Category Archives: Travel

Around Die At The Re-U

There are both Europeans and Americans at the re-u, and all the Americans have been to Europe more times than I’ve been to – hell, I don’t know – LA, and all of them speak at least two languages. I feel like a country bumpkin who wandered into a gathering of overachieving travelers.

I am not a Europhile – although I am a European car fan – I love California, especially the part of California where we live, but it is hard to shake the feeling, especially with this group, that Europe is more civilized and just plain more Civil than we Americans. The comparison between Greece during its Golden Age and Rome, which ruled the Mediterranean with sheer power, keeps coming to mind.

It is hot here – https://www.nytimes.com/2025/06/29/world/europe/europe-heat-wave-record-temperatures.html – with temperatures reaching close to 100F by mid-day, and it sucks the energy – energy I already have in short supply – out of me. Last Friday, we drove up a long, rough, gravel road to a view spot overlooking Die (photo in previous post). I didn’t take many photos, except for the spring flowers.

Saturday, we went to a small art show in a charming nearby village.

To be continued…

We Are At The Cousins’ ReU In Die, France, European Union

The thing that staggers you when you first come to France is the fact that all the French speak French—even the children. ~ Olivia de Havilland

After several false starts, we are now very much alive in Die. We flew to Barcelona, had an excellent dinner, slept, took the TGV high-speed train to Valence, France, rented a car, and drove to dinner at what I can only describe as an adult Party House. This is a shockingly beautiful part of the world that, two days ago, I only knew as a place on a map. Still, it is hot and humid and I am still recovering from both my bladder operation two weeks ago and my trans-Atlantic flight two days ago so I am whooped.

Japan Is Dense…

I think that the Japanese culture is one of the very few cultures left that is its own entity. They’re just so traditional and so specific in their ways. It’s kind of untouched, it’s not Americanized. Toni Collette

In Japanese culture, there is a belief that God is everywhere – in mountains, trees, rocks, even in our sympathy for robots or Hello Kitty toys. Ryuichi Sakamoto

For me, Japan is appealing because, unlike most non-European countries, Japan was never a European colony. The result is a first-world country that is completely unEuropean-based (or unAmerican-based, if you prefer). It is Asian all the way down and, at the same time, first world all the way down. More importantly, Japan works in a non-European way; sort of. Steve Jobs said that Japan is very interesting. Some people think it copies things. I don’t think that anymore. I think what they do is reinvent things. They will get something that’s already been invented and study it until they thoroughly understand it. In some cases, they understand it better than the original inventor. Out of that understanding, they will reinvent it in a more refined second-generation version. By the time we left Japan, I was thinking about that Steve Jobs quote probably three or four times a day.

• [Material supplied]
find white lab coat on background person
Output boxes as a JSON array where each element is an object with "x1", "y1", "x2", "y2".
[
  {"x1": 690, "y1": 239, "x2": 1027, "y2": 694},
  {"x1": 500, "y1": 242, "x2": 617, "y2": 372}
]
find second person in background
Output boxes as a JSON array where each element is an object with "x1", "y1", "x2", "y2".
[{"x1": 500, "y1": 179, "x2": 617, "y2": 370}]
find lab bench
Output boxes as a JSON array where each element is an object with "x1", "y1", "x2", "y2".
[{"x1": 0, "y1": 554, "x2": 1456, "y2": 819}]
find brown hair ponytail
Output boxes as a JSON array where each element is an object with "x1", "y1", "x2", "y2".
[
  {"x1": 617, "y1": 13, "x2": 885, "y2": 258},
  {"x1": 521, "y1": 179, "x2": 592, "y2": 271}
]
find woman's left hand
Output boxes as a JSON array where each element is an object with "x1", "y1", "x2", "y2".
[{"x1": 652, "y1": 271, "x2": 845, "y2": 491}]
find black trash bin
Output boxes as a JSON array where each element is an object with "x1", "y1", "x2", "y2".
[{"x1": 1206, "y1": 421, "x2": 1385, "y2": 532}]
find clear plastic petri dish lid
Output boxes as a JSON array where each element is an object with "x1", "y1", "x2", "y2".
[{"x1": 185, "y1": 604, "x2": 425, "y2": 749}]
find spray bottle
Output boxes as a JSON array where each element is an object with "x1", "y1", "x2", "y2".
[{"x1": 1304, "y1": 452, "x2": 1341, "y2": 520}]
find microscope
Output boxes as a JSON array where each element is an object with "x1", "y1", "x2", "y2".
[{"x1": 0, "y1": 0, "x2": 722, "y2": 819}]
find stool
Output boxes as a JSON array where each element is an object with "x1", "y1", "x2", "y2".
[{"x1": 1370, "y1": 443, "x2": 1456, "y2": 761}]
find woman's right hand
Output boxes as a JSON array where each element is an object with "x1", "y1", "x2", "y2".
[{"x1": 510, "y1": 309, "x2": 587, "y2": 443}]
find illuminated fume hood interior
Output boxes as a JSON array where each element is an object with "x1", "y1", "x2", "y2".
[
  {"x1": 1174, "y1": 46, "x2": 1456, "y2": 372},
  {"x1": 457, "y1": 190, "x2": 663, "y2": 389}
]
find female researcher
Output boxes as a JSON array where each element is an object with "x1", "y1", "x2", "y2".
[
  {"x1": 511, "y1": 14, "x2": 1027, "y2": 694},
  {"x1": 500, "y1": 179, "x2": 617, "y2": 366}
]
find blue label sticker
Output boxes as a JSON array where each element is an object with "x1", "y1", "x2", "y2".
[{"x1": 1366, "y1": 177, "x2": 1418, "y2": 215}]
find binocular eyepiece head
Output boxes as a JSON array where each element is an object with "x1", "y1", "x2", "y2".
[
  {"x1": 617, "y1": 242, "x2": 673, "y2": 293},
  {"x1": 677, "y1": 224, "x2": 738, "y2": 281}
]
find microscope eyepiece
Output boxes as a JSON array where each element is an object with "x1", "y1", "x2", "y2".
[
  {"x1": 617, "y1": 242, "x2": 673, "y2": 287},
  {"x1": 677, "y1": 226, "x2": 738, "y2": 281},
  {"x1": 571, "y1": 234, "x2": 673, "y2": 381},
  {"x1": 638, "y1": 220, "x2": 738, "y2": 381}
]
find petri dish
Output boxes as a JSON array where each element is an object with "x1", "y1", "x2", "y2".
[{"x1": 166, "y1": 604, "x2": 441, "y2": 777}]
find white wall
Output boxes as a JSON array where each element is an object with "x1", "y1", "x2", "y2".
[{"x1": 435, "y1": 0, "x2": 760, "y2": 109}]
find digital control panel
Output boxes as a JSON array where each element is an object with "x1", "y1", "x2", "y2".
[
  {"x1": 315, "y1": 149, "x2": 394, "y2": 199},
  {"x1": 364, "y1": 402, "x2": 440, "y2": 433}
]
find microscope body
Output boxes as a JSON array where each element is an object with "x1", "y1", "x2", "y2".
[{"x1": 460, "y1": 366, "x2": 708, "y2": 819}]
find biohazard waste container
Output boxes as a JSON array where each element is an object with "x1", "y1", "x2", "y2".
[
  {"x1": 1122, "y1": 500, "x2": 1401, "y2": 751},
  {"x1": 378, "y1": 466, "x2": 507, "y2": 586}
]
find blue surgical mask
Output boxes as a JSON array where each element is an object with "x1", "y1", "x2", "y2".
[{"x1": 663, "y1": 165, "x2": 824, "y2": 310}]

• [Goals]
(1) In the travel blog, how did the writer get from Barcelona to Valence?
(2) Write what comes next in the travel blog, picking up after its final sentence.

• [Answers to the exercise]
(1) By the TGV high-speed train.

(2)
In Japanese cities, there are lots of overlaps with American and European cities – mostly European cities- but everything seems slightly different. It is the most user-friendly place I have ever been to. Japan is also the densest place I have ever been to. It is about 145,950 square miles, but about 73% is considered mountainous, so Japan really has only about 40,000 square miles where people live and farm. That is about the same as California, which is about 39,000 square miles, when you take away about 50% for mountains and 25% for desert. However, Japan has a population of about 124 million people compared to California, which has a population of only 39 million people (for reference, greater Tokyo alone has a population of around 39M).

Japan isn’t just dense because there are a lot of people jammed in, which there are, but because they have been swimming in the same culture for about twenty centuries. It is as if people were still living in all nine layers of Troy. Japan seems dense because that small area is jammed with the artifacts of its collective history.

One night, Michele and I took a taxi to Shibuya Scramble Square, a shopping center and station complex in an already dense area of Tokyo. We got out at what seemed like a normal street corner in Tokyo and went around the corner to the actual scramble. In Japan, a street crossing where pedestrians can walk across the intersection in any direction is called a scramble. As far as I can tell, this scramble is famous because there are a lot of people here, and the people are here because it is famous.

The scramble, however, was not what most intrigued me. The area around the scramble, the actual Square, the stations, and the structures around the Square are what intrigued me. This is an area where the maps are both horizontal and vertical. The area around the Square is packed because it has six subways and a railroad that come into and through a series of interconnected stations. It is one of the busiest places on earth. More than 1,000,000 people pass through these stations every day.

There are large buildings on both sides of a major street with two pedestrian bridges connecting them, and down below, way below, at ground level, is a creek in a concrete channel.

What fascinated me the most, however, is the short freeway, National Route 246, that arches over the whole thing in an almost impossible leap.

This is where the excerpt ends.